Welche Artikel der PC Games Hardware 09/2013 haben euch gefallen?
Welche Heft-DVD-Inhalte der PCGH 09/2013 haben euch gefallen?




			Dieser Inhalt steht nur eingeloggten Mitgliedern zur Verfügung.


----------



## jan455 (3. August 2013)

Ist die DVD-Hülle diesmal perforiert oder muss ich wieder das halbe Heft zerreißen um sie abzutrennen?


----------



## chickenwingattack (3. August 2013)

Mal wieder ordentliche Kost, aber der Megalüfter + Zeitlupe = Sehr geil!! Männerspielzeug halt


----------



## CD LABS: Radon Project (3. August 2013)

Online-Aktivierung für R.U.S.E.?
Ne, dann kann ich die Ausgabe einfach nicht mit DVD kaufen.
+ + + +
**ARBEITSANWEISUNGEN:**
A. Übertrage den Satz „Ist die DVD-Hülle diesmal perforiert oder muss ich wieder das halbe Heft zerreißen um sie abzutrennen?“ aus dem Textabschnitt ins Englische.
B. Prüfe für jede Aussage, ob sie mit dem Textabschnitt übereinstimmt. Antworte jeweils mit Ja oder Nein und zitiere die entscheidenden Worte. (i) chickenwingattack lobt den Megalüfter zusammen mit der Zeitlupe. (ii) CD LABS: Radon Project will die Ausgabe trotz Online-Aktivierung mit DVD kaufen. (iii) Der Beitrag von jan455 stammt vom 5. August 2013.
Die Daten stehen in keinem Zusammenhang mit dem Textabschnitt.

**QUELLAUSZUG:**
+ + + +
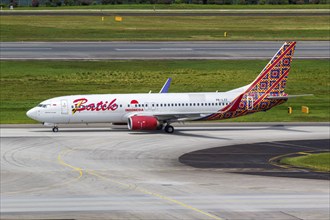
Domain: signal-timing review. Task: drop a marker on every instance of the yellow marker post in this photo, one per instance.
+ + + +
**ERGEBNISSE JE AUFGABE:**
A. Is the DVD sleeve perforated this time, or do I have to tear half the magazine apart again to detach it?

B.
(i) Ja: „der Megalüfter + Zeitlupe = Sehr geil!!“
(ii) Nein: „Ne, dann kann ich die Ausgabe einfach nicht mit DVD kaufen.“
(iii) Nein: „jan455 (3. August 2013)“